**TAREAS:**
1. Copia sin cambios el pasaje del texto sobre la banalidad del mal desde "Pero el mal" hasta "pero sí impotentes.".
2. Prosigue el texto sobre la banalidad del mal a partir de su última oración.

═══ TEXTO DE LECTURA ═══

Hoy por hoy, visto lo que hemos visto estos días parece que vivimos en un tiempo en que la libertad se ha perdido, y la honra está más que en entredicho. Vivimos encantados y rodeados de personas que se caracterizan por hacer el mal a los demás, incluso los toleramos cuando nos gobiernan, nos hablan desde los medios e incluso cuando quieren equivocarnos haciéndonos cambiar de opinión. Acoso laboral, violencia doméstica, terrorismo, nacionalismo, separatismo, extremismos de toda índole, etc., son siempre sinónimos de malas actitudes excluyentes que se dan en nuestro entorno social. Nos hacen creer que estamos tan adormecidos que está bien tolerar lo que ocurre a nuestro alrededor pensando que no podemos hacer nada para evitarlo. En el diccionario de la Real Academia Española de la lengua, la palabra banal es equiparada a “trivial, común o insustancial”. Trivial, a su vez, es equiparado a “vulgarizado, común y sabido de todos”.
Pero el mal nunca parece ni vulgar, ni impropio de personas cultas, ni común, ni sabido de todos. Si banalidad significa reducción de la empatía y del sentimiento de culpa, podemos decir que todos estamos siendo banales la mayoría de la sociedad; pero si banalidad significa dejar de considerar al mal como mal o quitarle importancia, dudo que haya muchas personas cultas banales pero sí impotentes.
Acostumbrarse a vivir con el mal no necesariamente significa banalizarlo. Si así fuera, quienes vivimos en países desarrollados también lo haríamos al aceptar con cierta normalidad el estado de pobreza y calamidad en otras partes del mundo e incluso en nuestro propio entorno, pues no dejamos de comer porque haya pobres en por decirlo de alguna manera en la esquina. Lo hacemos, no porque creamos que eso no es algo malo, sino porque remediarlo es algo que en general consideramos fuera de nuestro alcance. Nos acostumbramos a vivir con el mal, pero no dejamos de sentirlo como tal al considerarnos impotentes para luchar contra él. Pero la inevitabilidad no es la única interpretación alternativa a la banalidad, pues también hay quien sin ser un malvado acepta a veces un mal, por considerarlo remedio o terapia de otro mal supuestamente mayor, o, por encima de todo, como un instrumento para obtener gloria y beneficios personales. Todo el mundo tiene moral aunque algunos no saben encontrarla al tenerla siempre de vacaciones. La vieja idea de que el trabajo dignifica al hombre parece ya obsoleta en una sociedad donde el ocio, el consumo y la pereza son los fines últimos, y donde la información no tiene más valor que el económico.

═══ DATOS EN ESTUDIO ═══

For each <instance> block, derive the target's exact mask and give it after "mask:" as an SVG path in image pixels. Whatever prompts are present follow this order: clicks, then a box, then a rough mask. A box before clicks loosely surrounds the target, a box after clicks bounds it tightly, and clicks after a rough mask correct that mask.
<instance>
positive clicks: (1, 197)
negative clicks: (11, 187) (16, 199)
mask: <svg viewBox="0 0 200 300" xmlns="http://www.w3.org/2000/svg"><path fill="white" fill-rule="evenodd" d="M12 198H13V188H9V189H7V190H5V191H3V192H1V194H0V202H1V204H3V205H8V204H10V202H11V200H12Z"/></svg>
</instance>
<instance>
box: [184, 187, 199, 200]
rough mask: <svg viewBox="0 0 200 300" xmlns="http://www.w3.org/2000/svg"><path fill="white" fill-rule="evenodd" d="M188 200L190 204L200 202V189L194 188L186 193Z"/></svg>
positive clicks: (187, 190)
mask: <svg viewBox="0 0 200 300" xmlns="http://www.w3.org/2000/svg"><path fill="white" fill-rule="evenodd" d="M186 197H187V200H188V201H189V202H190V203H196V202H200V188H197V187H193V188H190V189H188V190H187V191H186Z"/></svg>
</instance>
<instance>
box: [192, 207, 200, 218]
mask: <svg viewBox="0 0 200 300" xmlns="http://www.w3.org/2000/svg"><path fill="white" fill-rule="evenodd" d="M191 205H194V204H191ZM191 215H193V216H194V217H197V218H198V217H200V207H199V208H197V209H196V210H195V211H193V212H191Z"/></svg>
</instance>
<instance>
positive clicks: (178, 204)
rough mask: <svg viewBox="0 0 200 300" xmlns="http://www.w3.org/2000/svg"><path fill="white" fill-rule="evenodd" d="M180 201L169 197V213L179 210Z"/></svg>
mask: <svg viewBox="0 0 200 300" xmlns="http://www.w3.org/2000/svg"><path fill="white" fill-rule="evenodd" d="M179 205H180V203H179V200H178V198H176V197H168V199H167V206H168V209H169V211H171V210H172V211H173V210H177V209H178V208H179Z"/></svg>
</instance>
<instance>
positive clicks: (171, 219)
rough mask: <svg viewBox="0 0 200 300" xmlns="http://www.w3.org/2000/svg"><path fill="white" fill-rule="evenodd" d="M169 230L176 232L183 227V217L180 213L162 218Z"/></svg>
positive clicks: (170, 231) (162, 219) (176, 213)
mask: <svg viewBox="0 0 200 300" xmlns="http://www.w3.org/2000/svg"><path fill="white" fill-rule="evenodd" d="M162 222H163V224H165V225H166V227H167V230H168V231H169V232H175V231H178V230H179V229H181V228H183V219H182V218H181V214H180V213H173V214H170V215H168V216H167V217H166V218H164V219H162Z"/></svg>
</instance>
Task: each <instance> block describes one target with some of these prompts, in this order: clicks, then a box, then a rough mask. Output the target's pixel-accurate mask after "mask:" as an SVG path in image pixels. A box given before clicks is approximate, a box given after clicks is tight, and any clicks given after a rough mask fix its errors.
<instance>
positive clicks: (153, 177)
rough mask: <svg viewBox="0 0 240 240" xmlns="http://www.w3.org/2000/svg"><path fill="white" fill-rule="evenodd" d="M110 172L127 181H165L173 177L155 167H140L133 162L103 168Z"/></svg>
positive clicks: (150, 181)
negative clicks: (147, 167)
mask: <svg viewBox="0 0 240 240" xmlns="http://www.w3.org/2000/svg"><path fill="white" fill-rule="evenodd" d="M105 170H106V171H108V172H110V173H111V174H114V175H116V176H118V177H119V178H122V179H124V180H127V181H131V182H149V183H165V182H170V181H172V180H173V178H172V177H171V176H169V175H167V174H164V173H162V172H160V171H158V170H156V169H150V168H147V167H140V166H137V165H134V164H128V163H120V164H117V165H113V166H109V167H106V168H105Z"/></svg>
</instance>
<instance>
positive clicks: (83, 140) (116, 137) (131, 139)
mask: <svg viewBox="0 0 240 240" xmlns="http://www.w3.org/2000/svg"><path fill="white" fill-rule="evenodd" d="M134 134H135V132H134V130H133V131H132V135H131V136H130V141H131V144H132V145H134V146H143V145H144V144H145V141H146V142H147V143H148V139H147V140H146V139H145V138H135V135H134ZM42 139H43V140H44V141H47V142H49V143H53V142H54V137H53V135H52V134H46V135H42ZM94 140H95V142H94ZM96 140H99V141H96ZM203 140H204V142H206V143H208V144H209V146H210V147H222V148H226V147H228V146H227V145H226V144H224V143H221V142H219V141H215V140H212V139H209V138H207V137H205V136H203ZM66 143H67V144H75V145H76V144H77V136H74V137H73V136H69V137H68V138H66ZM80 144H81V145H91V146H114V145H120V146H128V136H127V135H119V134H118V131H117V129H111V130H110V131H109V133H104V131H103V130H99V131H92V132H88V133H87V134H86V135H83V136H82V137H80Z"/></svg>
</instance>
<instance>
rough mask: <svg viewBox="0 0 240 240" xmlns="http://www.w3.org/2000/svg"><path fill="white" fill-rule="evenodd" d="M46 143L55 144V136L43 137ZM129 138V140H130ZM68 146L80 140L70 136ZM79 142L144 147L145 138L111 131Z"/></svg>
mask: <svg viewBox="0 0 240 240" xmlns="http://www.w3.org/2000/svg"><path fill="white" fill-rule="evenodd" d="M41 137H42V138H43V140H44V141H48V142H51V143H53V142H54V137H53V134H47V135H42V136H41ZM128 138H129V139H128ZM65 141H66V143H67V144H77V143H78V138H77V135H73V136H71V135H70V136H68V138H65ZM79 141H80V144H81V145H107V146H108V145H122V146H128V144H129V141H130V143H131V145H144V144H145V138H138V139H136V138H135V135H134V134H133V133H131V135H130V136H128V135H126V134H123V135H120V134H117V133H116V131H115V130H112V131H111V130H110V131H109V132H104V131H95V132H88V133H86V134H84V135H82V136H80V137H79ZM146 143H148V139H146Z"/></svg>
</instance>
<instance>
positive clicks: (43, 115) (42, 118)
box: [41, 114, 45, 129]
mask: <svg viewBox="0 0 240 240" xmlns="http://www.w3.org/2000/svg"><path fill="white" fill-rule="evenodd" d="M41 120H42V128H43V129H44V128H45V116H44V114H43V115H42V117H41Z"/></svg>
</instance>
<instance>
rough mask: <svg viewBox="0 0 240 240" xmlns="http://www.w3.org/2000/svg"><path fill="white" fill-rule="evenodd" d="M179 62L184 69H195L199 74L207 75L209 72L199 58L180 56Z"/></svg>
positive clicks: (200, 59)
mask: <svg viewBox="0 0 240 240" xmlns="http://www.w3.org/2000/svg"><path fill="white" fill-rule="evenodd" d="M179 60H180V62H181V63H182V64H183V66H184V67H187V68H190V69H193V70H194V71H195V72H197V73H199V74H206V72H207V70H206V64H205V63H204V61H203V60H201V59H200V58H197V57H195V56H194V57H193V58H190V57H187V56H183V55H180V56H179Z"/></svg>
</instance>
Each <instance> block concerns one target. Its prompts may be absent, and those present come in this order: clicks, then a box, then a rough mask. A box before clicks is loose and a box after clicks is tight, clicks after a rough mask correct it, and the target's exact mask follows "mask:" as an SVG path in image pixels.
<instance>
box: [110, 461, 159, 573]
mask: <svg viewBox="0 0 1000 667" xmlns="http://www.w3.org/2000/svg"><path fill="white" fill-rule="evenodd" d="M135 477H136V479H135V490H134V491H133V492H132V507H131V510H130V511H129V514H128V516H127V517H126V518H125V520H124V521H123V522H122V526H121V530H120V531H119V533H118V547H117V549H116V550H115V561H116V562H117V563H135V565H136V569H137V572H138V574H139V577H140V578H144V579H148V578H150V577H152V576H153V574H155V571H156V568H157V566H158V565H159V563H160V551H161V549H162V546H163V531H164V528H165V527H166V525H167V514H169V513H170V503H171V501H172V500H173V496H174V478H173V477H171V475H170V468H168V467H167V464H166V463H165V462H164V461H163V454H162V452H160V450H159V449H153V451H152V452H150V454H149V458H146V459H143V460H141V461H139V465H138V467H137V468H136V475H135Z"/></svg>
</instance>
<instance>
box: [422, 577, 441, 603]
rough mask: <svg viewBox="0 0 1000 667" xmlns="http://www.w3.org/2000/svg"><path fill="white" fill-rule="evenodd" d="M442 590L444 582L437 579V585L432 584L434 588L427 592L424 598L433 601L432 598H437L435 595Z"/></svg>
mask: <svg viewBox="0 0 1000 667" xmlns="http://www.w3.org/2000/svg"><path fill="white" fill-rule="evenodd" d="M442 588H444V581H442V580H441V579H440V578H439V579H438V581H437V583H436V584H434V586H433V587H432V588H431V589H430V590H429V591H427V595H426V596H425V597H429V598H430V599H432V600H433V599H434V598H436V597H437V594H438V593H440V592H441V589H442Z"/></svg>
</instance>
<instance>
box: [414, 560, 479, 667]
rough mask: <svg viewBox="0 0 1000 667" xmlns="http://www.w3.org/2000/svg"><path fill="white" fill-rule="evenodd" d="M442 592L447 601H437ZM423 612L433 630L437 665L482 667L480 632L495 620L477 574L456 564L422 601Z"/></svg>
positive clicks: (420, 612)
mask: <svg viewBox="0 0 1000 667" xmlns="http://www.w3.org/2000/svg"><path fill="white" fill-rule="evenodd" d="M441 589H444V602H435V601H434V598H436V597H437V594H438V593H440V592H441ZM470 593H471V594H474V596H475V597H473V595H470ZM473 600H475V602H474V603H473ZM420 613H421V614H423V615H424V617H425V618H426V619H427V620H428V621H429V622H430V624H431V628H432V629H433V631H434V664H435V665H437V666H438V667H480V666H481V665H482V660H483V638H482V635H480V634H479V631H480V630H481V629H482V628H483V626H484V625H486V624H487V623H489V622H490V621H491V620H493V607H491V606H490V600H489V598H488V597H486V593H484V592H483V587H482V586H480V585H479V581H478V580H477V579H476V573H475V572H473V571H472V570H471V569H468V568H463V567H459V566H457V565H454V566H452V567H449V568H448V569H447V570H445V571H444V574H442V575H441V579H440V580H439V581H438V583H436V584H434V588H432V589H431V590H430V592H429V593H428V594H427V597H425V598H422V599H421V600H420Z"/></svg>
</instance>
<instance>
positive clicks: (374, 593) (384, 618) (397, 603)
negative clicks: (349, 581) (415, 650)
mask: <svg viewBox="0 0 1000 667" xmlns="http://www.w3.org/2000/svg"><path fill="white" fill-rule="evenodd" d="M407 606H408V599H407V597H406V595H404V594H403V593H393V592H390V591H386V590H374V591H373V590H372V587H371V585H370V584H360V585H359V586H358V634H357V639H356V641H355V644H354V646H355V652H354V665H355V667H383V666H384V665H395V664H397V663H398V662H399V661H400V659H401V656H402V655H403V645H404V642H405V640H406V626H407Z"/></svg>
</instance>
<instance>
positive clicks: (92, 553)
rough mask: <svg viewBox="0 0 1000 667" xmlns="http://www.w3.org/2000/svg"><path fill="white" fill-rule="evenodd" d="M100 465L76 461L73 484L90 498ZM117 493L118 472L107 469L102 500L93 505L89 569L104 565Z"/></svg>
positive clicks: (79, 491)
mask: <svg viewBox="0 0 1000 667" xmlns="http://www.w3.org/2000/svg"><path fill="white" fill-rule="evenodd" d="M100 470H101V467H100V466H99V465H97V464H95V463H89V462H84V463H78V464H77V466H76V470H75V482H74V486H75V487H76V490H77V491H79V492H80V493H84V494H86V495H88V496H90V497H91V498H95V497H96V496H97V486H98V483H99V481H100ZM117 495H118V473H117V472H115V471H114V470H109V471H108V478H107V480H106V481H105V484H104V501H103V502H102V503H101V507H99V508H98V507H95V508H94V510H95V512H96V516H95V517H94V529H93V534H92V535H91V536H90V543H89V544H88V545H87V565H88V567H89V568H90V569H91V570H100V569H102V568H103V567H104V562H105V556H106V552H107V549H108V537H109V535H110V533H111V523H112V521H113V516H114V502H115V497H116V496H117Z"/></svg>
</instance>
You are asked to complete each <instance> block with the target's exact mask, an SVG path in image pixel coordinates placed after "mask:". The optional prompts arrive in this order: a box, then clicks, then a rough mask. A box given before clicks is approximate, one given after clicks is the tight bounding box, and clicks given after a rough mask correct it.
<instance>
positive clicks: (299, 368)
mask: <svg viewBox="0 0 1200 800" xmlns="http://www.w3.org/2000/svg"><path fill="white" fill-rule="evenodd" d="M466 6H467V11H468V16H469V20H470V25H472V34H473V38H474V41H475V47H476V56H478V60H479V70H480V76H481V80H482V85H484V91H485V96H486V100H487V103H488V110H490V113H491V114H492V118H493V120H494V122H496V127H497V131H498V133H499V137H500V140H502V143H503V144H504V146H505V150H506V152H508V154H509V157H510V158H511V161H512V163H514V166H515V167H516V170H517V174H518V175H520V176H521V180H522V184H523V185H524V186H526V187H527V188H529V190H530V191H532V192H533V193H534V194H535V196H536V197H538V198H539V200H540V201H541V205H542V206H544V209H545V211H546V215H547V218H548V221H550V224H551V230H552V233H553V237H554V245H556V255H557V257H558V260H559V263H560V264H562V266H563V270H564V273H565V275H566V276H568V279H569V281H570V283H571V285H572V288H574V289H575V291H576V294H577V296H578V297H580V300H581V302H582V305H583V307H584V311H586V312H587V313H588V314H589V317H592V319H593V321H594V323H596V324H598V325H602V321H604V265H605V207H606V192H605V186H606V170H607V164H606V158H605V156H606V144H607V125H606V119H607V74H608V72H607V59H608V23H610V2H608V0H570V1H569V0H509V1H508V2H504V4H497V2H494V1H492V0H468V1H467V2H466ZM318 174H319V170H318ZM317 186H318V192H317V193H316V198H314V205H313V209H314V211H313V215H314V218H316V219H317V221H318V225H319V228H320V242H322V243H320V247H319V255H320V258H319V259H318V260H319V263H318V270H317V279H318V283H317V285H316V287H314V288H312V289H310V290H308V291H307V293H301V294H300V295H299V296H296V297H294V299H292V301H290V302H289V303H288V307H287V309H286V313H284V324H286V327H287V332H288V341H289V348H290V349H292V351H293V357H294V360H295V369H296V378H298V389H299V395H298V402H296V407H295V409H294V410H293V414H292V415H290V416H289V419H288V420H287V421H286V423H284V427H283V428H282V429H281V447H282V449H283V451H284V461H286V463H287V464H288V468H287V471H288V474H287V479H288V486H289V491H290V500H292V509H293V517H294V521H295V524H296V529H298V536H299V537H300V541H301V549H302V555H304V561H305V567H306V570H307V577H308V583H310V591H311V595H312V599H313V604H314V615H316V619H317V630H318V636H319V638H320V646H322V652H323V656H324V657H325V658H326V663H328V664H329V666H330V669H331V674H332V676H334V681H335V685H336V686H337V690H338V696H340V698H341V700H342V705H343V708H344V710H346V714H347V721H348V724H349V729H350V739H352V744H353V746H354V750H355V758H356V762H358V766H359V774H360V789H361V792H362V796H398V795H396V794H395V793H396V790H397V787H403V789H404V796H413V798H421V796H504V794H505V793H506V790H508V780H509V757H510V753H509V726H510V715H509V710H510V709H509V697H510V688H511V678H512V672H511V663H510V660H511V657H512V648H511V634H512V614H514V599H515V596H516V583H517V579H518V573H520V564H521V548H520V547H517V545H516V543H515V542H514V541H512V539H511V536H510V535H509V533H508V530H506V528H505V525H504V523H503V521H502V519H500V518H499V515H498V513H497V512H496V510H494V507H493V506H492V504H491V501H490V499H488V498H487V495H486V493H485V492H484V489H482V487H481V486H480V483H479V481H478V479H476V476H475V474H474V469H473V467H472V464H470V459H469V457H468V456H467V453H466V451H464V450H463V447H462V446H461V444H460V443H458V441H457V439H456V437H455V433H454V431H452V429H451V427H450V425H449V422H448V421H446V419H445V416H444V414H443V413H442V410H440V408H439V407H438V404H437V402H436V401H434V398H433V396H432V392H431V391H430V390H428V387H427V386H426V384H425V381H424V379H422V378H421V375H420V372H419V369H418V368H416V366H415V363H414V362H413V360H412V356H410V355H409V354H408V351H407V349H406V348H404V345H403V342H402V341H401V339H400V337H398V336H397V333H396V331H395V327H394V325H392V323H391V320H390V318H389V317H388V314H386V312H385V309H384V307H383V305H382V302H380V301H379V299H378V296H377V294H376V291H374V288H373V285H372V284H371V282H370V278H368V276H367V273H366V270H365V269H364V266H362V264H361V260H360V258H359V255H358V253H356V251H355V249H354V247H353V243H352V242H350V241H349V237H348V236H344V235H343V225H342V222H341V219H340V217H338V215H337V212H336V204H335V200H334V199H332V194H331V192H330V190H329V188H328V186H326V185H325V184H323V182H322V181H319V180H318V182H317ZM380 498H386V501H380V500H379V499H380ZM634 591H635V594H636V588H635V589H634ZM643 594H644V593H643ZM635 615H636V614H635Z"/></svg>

═══

**RESULTADOS POR TAREA:**
1.
Pero el mal nunca parece ni vulgar, ni impropio de personas cultas, ni común, ni sabido de todos. Si banalidad significa reducción de la empatía y del sentimiento de culpa, podemos decir que todos estamos siendo banales la mayoría de la sociedad; pero si banalidad significa dejar de considerar al mal como mal o quitarle importancia, dudo que haya muchas personas cultas banales pero sí impotentes.

2.
Los malos sentimientos tienden a darse en conjunto. La envidia suele ser el camino de la codicia, y a la inversa, y muchas envidias dan lugar al odio. Cuando la codicia y la avaricia son denunciadas públicamente dan lugar a la vergüenza. La vanidad puede generar envidias, codicias y odios profundos y sostenidos, además de egolatría y soberbia.
Pocos son los que están libres de malos sentimientos. El nacionalismo, como la mayoría de los –ismos, no dejan de ser una amalgama de ellos que potencian la maldad de muchas personas. Lo peor es que en muchos individuos se perpetúan generando en los individuos como una carcoma que degrada su salud y en especial su mente. El odio destruye al que odia e incluso al odiado, pues hay muchas personas que sufren cuando se sienten odiadas.
Los delincuentes o forajidos, los traidores, y demás, tienen ahora y han tenido desde antiguo la habilidad de arroparse con pretextos o –ismos varios tendentes a producir impunidad por sus fechorías o actitudes. Si los sentimientos más profundamente humanos no deben perderse, lo que no podemos hacer es caer en la candidez de elevar a la categoría de personas normales, sensibles o solidarias a los extremistas que no dudan en atacar a la sociedad, a su país, a sus instituciones, a una persona de bien, en definitiva a la democracia y a España.